Dataset items
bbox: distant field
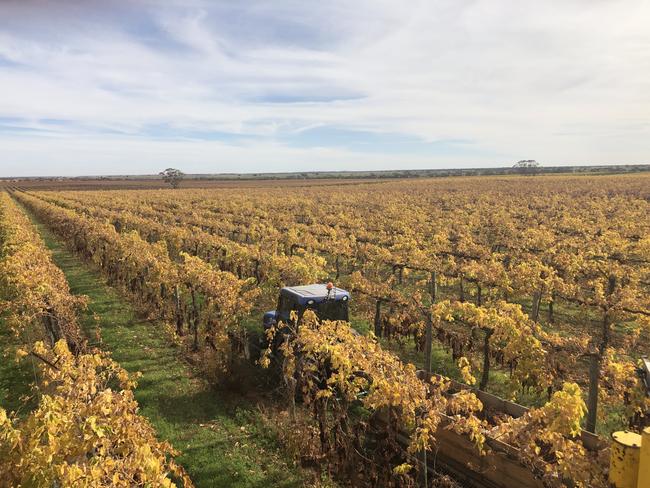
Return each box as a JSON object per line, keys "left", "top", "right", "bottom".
{"left": 2, "top": 163, "right": 649, "bottom": 191}
{"left": 2, "top": 176, "right": 388, "bottom": 190}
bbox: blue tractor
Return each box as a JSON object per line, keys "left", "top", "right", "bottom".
{"left": 263, "top": 283, "right": 350, "bottom": 331}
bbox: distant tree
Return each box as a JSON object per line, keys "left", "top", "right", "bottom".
{"left": 513, "top": 160, "right": 540, "bottom": 175}
{"left": 159, "top": 168, "right": 184, "bottom": 189}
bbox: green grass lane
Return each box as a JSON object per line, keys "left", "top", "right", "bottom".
{"left": 24, "top": 208, "right": 307, "bottom": 488}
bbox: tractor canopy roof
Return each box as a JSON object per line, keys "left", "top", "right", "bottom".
{"left": 281, "top": 284, "right": 350, "bottom": 306}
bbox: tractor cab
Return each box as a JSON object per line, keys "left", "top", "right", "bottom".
{"left": 263, "top": 283, "right": 350, "bottom": 331}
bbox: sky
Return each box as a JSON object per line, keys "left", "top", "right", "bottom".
{"left": 0, "top": 0, "right": 649, "bottom": 177}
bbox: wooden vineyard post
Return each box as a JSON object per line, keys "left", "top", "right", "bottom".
{"left": 531, "top": 290, "right": 541, "bottom": 322}
{"left": 547, "top": 293, "right": 555, "bottom": 323}
{"left": 418, "top": 271, "right": 439, "bottom": 487}
{"left": 287, "top": 375, "right": 297, "bottom": 423}
{"left": 424, "top": 315, "right": 433, "bottom": 375}
{"left": 459, "top": 275, "right": 465, "bottom": 302}
{"left": 588, "top": 276, "right": 615, "bottom": 433}
{"left": 586, "top": 350, "right": 600, "bottom": 433}
{"left": 424, "top": 271, "right": 437, "bottom": 374}
{"left": 418, "top": 450, "right": 428, "bottom": 488}
{"left": 374, "top": 299, "right": 383, "bottom": 338}
{"left": 479, "top": 328, "right": 493, "bottom": 391}
{"left": 174, "top": 285, "right": 184, "bottom": 336}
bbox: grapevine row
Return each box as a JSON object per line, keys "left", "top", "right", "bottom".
{"left": 0, "top": 192, "right": 192, "bottom": 487}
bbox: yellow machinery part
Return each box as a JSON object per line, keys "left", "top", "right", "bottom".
{"left": 610, "top": 430, "right": 641, "bottom": 488}
{"left": 638, "top": 427, "right": 649, "bottom": 488}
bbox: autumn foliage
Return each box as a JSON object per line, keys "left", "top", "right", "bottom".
{"left": 0, "top": 341, "right": 192, "bottom": 487}
{"left": 0, "top": 193, "right": 192, "bottom": 488}
{"left": 4, "top": 173, "right": 649, "bottom": 487}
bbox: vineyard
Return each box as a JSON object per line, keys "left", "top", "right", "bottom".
{"left": 1, "top": 173, "right": 649, "bottom": 487}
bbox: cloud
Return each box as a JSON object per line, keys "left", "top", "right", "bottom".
{"left": 0, "top": 0, "right": 649, "bottom": 176}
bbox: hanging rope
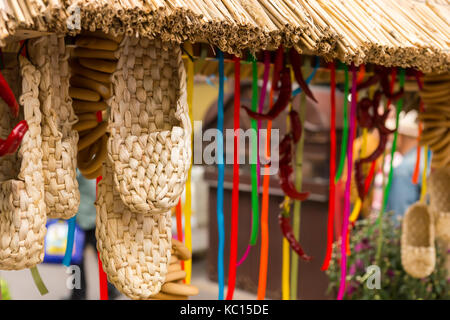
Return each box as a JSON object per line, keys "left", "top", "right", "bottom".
{"left": 337, "top": 63, "right": 358, "bottom": 300}
{"left": 321, "top": 61, "right": 336, "bottom": 271}
{"left": 376, "top": 68, "right": 405, "bottom": 263}
{"left": 217, "top": 50, "right": 226, "bottom": 300}
{"left": 256, "top": 51, "right": 272, "bottom": 300}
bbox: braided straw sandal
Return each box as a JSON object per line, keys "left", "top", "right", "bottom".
{"left": 401, "top": 202, "right": 436, "bottom": 278}
{"left": 28, "top": 35, "right": 80, "bottom": 219}
{"left": 428, "top": 167, "right": 450, "bottom": 243}
{"left": 107, "top": 37, "right": 191, "bottom": 214}
{"left": 0, "top": 57, "right": 47, "bottom": 270}
{"left": 96, "top": 158, "right": 172, "bottom": 300}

*Exercise goal*: Extract from the data every line where "vineyard" shows up.

*Solution to this problem*:
bbox: wooden vineyard post
bbox: vineyard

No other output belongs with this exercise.